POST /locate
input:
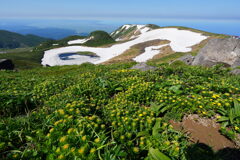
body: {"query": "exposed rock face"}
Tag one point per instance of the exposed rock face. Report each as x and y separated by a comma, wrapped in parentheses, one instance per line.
(219, 51)
(143, 67)
(6, 64)
(187, 59)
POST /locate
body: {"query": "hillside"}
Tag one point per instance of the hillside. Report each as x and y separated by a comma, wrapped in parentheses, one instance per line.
(145, 43)
(128, 31)
(10, 40)
(177, 40)
(100, 112)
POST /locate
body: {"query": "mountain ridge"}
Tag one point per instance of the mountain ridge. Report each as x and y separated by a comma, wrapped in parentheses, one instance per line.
(11, 40)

----

→ EXERCISE PROMPT:
Retype the lines from the one containing "Tag one point per instance of the exposed" through the last line of the records. Leave out everything else.

→ SOLUTION TO THE PROBLEM:
Tag one point per instance of the exposed rock face. Report each as x and y separated by a comma, wrapped in parentheses, one instance per line.
(219, 51)
(143, 67)
(6, 64)
(187, 59)
POST /locate
body: {"query": "hillside"}
Tag one point per instance of the hillside. Report each as x and y separated by a comma, wrapped in parentheses, one instance per line.
(145, 43)
(128, 31)
(10, 40)
(177, 40)
(100, 112)
POST /locate
body: {"query": "mountain ridge"}
Tag one point per instance of the mountain ridge. Report each as x and y separated by a comma, wrapped in parentheses, one instance per line.
(11, 40)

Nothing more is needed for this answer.